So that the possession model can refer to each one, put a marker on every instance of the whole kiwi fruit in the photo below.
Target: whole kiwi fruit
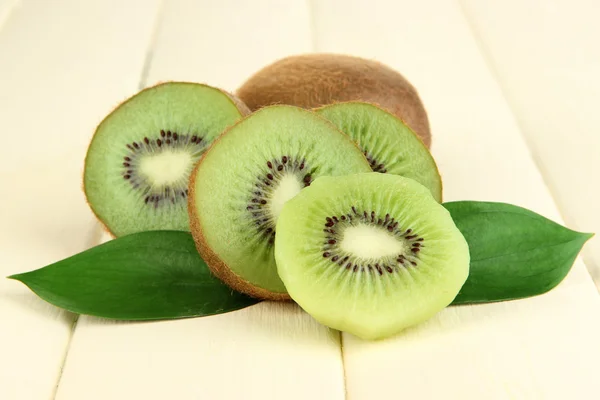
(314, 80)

#####

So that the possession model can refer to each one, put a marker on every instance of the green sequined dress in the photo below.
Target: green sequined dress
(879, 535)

#####

Your instructions ▸
Display every line of the data above that contains the word "each", treating case as significant.

Worked solution ▸
So that the possession model can refer to each one, put a marker on every instance of the whole kiwi fruit in the photo below.
So that the possession model can refer to each one, put a marker on every instance of the green sequined dress in the photo below.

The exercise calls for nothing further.